Data lines =
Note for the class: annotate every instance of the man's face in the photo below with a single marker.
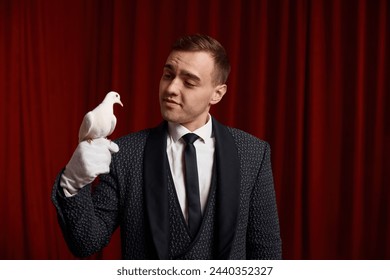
(187, 88)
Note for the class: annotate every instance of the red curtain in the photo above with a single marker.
(310, 77)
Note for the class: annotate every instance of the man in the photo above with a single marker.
(222, 208)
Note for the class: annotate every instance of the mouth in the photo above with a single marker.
(170, 102)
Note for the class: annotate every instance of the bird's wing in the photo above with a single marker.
(85, 127)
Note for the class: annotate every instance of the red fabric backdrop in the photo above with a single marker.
(310, 77)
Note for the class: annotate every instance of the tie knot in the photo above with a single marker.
(190, 138)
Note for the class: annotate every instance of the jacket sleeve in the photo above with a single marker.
(263, 235)
(88, 219)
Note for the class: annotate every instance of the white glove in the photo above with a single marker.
(87, 162)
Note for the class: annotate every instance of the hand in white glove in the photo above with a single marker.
(88, 161)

What you have to do =
Reproduce all of the items above verbatim, leaving out the pictures.

Task output =
Note for the class: annotate every instance of the man's face in the photo below with a single marker.
(187, 88)
Note for the class: annotate every instance of the red curtain in the photo above with a single marker.
(310, 77)
Note for the class: annotate every instance of the man in the photo above with a single marker.
(222, 208)
Note for the class: annotate every instance of the mouth in the photo above with a single marker.
(170, 102)
Note for the class: annotate every instance of the bird's wing in the photo above with a single marker.
(85, 127)
Note for the class: annotate every instance of the red fabric backdrop in the photo above with a single marker.
(310, 77)
Note for the class: annotate every instance of the tie knot in the photo above with a single marker.
(190, 138)
Note for the class: annotate every instance of the jacket sleeve in the photo above with a single marker.
(263, 235)
(88, 219)
Note for the class: annotate every instance of the white glove in the photo above with a single marker.
(87, 162)
Note for the class: annotate every instance of the hand in white glove in the photo above with a single marker.
(88, 161)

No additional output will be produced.